> Source passage:
[start]

A different section of the Village ordinances states:

“.10 REPEATED AND CONTINUING VIOLATIONS. To repeat and

continue to do any act, acts, omission or omissions which constitute a

violation of this code or chapter thereof or of other ordinances of the

[Village].”

¶5 The ordinance also contained a penalty provision detailing fines for first and subsequent

offenses and allowing the Village to seek injunctive relief.

¶6 In April of 2014, Hardi and Larson and attended a Village board meeting requesting that

their kennel license be renewed. The Board took no action on the request to renew the license,

-2- instead passing a resolution to allow Hardi to keep her existing dogs for their natural lifetime.

While the cats were discussed during the board meeting, no resolution was passed allowing

Hardi to keep a number of cats in excess of the ordinance limit.

¶7 In April of 2016, the State charged Hardi with cruelty to animals (510 ILCS 70/3.01 (West

2016)) after a search of defendants’ property revealed the presence of more than 70 cats. Hardi

pled guilty to the charge and, as a condition, could keep 10 cats already in her possession but

was not to acquire any additional animals. The following April, the Village sent a notice to

abate nuisance to defendants, alleging a continuing violation of Chapter XII, Section 11.0 of

the Village code due to the harboring of more than three cats at the property.

¶8 On July 18, 2017, plaintiff filed a complaint to enjoin a continuing nuisance. Specifically,

the complaint set forth that,

“[o]n or about October 21, 2016, Defendants, along with their legal counsel

met with representatives of the Village and the Village Attorney, at which

time demand was again made upon Defendants to comply with the

ordinance. Further, the Defendants were advised that:

***

b) That it thereafter came to the attention of the Board,

that at the Village board meeting held on April 21, 2016, the

Defendants had grossly misstated the number of cats they were

keeping at their residence.”

¶9 The complaint goes on to note that defendants were served with a notice to abate nuisance

and subsequent to that notice “have kept and continue to keep more than three (3) cats at their

residence.” The Village asked the trial court to grant injunctive relief.

-3- ¶ 10 In response, defendants filed a motion to dismiss, arguing that the ordinance’s numerical

limitation on cats was arbitrary and bore no rational basis to any of the objectives of the

ordinance and that the prior order entered by the court as part of Hardi’s guilty plea, allowing

her to keep 10 cats, superseded the Village ordinance. Within defendants’ motion, they

admitted “[a]s of June 25, 2018, Hardi remains on Probation, has abided by the Probation Order

and has nine (9) cats in her household.” Defendants did not specify whether their motion was

brought pursuant to section 2-615 or section 2-619 of the Code.

[end]

> Short exercise: Please carry on the court opinion about the Village's cat ordinance from the point where it stops. You won't need the records for this.

> Provided records:
[start]

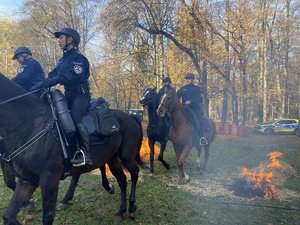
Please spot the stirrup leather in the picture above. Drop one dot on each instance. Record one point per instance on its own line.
(77, 155)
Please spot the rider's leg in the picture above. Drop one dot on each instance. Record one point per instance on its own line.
(201, 128)
(83, 157)
(78, 109)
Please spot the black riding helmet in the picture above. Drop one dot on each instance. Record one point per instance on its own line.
(69, 32)
(190, 76)
(167, 79)
(20, 51)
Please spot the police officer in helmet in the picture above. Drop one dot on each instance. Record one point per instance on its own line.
(166, 82)
(192, 98)
(30, 73)
(73, 71)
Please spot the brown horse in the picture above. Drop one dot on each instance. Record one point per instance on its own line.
(181, 133)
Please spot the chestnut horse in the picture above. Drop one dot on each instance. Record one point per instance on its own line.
(181, 133)
(157, 129)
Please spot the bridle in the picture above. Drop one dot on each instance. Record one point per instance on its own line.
(170, 106)
(146, 103)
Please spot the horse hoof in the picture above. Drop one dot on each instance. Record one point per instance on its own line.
(28, 219)
(188, 180)
(62, 207)
(29, 206)
(112, 189)
(118, 219)
(133, 214)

[end]

> Result for this task:
¶ 11 The trial court held a hearing and arguments were presented. The gravamen of defendants’

arguments followed their motion. In open court, defendants’ counsel again stated “we’re

admitting that she’s had nine cats when everything was filed.” Sua sponte the trial court raised

the issue of whether the pleadings were sufficient to demonstrate a continuing nuisance without

evidence of a prior adjudicated violation.

“THE COURT: All right. Well, I don’t think that, based on my

reading of these ordinances, I don’t think that—that the City here, in the

absence of at least one or two tickets or filings against these people for

violating the section that you’re talking about, and a decision being made, I

mean, there is a penalty provision in this ordinance, and a decision being

made at a separate proceeding, on a separate date that, in fact, there was a

violation of the ordinance that you can argue that it’s a continuing violation.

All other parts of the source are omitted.